Give back the material that follows, identical in every line.

------------------------------------------------------------

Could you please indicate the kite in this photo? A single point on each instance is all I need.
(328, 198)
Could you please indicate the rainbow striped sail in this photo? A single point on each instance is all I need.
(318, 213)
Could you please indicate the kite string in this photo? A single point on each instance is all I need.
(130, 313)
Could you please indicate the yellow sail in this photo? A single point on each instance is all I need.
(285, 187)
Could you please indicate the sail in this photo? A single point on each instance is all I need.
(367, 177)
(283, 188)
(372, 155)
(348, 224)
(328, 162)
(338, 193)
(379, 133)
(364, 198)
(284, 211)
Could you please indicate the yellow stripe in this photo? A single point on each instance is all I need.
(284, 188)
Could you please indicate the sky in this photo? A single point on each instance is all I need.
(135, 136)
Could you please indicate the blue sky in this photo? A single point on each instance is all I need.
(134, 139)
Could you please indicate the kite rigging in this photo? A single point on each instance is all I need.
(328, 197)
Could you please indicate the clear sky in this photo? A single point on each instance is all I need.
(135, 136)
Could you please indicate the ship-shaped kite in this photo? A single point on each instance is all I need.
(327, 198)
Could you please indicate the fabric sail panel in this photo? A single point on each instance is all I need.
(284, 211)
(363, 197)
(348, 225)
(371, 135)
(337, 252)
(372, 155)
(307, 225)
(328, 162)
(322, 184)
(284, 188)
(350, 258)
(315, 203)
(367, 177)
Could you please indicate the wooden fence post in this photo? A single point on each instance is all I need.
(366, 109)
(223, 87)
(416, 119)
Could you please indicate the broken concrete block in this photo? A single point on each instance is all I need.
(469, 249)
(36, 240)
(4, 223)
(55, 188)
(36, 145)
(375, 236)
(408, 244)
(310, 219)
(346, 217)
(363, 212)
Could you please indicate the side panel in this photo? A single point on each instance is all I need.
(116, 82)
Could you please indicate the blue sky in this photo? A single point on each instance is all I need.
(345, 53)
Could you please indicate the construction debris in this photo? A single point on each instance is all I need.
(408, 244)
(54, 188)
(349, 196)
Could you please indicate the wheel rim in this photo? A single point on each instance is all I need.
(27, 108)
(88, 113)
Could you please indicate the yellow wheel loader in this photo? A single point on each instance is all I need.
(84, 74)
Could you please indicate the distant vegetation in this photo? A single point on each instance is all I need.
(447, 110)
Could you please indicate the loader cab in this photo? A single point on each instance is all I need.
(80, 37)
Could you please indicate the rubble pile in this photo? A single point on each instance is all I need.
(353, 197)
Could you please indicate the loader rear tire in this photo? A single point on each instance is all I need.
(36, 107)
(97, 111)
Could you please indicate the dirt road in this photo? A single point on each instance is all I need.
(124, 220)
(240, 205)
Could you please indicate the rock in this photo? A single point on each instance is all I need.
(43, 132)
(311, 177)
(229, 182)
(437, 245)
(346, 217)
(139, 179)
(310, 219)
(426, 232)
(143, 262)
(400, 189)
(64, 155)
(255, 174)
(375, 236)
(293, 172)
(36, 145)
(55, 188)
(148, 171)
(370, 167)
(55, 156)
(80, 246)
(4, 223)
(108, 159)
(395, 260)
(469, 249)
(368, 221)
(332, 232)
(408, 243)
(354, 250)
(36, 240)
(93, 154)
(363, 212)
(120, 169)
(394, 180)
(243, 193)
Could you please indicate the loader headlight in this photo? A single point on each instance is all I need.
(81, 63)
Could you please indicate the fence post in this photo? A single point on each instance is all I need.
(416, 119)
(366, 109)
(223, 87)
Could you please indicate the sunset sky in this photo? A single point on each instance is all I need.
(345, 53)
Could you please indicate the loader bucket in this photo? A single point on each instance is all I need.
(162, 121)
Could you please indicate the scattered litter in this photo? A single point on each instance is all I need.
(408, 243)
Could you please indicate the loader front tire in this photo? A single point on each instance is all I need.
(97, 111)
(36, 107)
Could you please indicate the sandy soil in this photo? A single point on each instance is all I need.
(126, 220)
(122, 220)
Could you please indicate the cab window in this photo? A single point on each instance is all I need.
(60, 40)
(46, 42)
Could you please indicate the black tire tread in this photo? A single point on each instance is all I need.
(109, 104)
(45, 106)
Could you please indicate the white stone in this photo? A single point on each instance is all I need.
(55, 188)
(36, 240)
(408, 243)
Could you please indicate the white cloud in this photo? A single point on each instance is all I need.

------------------------------------------------------------

## [Task output]
Could you please indicate the kite in this photo? A single point on each instance is all I need.
(328, 198)
Could you please indicate the rainbow striped sail in this photo? A single point on each instance is all I need.
(318, 213)
Could you please indicate the kite string in this photo? A single point on each instance is all I need.
(130, 313)
Could you please indicate the yellow sail in this photo? A single point on each instance is all I need.
(285, 187)
Could you please indicate the sail in this photo? A single point on each instance is all I need.
(367, 177)
(283, 188)
(372, 155)
(348, 224)
(328, 162)
(338, 193)
(379, 133)
(364, 198)
(284, 211)
Could you please indicate the yellow stripe in this photo? A single point on each instance is all I need.
(284, 188)
Could you please indicate the sky in this photo? A single point on each instance is all I need.
(135, 136)
Could you please indicate the blue sky in this photo? A single point on each instance is all I need.
(134, 139)
Could you please indicate the kite rigging in this photo? A single point on each instance is all I need.
(328, 197)
Could you please indicate the clear sky in this photo? A single point on each instance is all I need.
(135, 136)
Could you please indicate the ship-shaped kite in this photo? A single point on each instance is all I need.
(327, 198)
Could you please indicate the fabric sail panel in this photo? A single point on each instance is all I need.
(284, 211)
(363, 197)
(348, 225)
(371, 135)
(337, 252)
(372, 155)
(307, 225)
(328, 162)
(322, 184)
(284, 188)
(350, 258)
(315, 203)
(367, 177)
Could you please indicate the wooden fence post in this photo? A single point on each instance is all I need.
(366, 109)
(223, 87)
(416, 119)
Could you please indicate the broken concrete block in this photo? A single point on each instance is all I need.
(469, 249)
(36, 240)
(4, 223)
(55, 188)
(36, 145)
(375, 236)
(408, 244)
(310, 219)
(346, 217)
(363, 212)
Could you please indicate the side panel in this photo? A single point on each instance is all I need.
(116, 82)
Could you please indicate the blue sky in this photo? A single point on each instance is all I need.
(345, 53)
Could you please indicate the construction debris in this photo? A single point on each instance is all I need.
(408, 244)
(54, 188)
(349, 196)
Could you please indicate the wheel rim in this photo? A single point on each instance is all I need.
(27, 108)
(88, 113)
Could you please indicate the yellow wheel loader in this photo? A single point on each instance is all I need.
(84, 74)
Could you please indicate the distant vegetation in this photo? A single point on each instance is all I need.
(447, 110)
Could you please indicate the loader cab in this photo? A single point on each instance is all I need.
(80, 37)
Could you please indicate the rubble pile in this photo? A single point on each instance is all I need.
(353, 197)
Could you please indicate the loader rear tire in this photo? A single point on each instance is all I need.
(36, 107)
(97, 111)
Could you please indicate the dirt road in this photo? A single point on each instance is all I need.
(124, 220)
(240, 205)
Could you please indicate the rock in this photo? A single point on each instance is all I need.
(43, 132)
(311, 177)
(229, 182)
(437, 245)
(346, 217)
(139, 179)
(310, 219)
(426, 232)
(143, 262)
(400, 189)
(64, 155)
(255, 174)
(375, 236)
(293, 172)
(36, 145)
(55, 188)
(148, 171)
(370, 167)
(55, 156)
(80, 246)
(4, 223)
(108, 159)
(395, 260)
(469, 249)
(368, 221)
(332, 232)
(408, 243)
(354, 250)
(36, 240)
(93, 154)
(363, 212)
(120, 169)
(394, 180)
(243, 193)
Could you please indicate the loader headlight in this photo? A single point on each instance is all I need.
(81, 63)
Could you please indicate the fence post in this photo? A single point on each instance is all I need.
(416, 119)
(366, 109)
(223, 87)
Could you please indicate the sunset sky in this photo? A single point on each instance is all I need.
(345, 53)
Could you please indicate the loader bucket in this photo? A single point on each instance is all I need.
(162, 121)
Could you please indicate the scattered litter in this photo? A single point on each instance is all I need.
(408, 243)
Could you please indicate the loader front tire in this photo? A single point on each instance is all I need.
(97, 111)
(36, 107)
Could you please indicate the sandy soil in this photo? A single point on each instance is all I need.
(126, 220)
(122, 220)
Could you please indicate the cab window in this photo? A single point on each instance is all I need.
(60, 40)
(46, 42)
Could you please indicate the black tire tread in this photo? A single point on each instance is all I need.
(109, 104)
(45, 106)
Could you please indicate the white stone in this photo? A single point on each instance is all I need.
(55, 188)
(36, 240)
(408, 243)
Could you please indicate the white cloud in this photo? A single point on each instance is all I need.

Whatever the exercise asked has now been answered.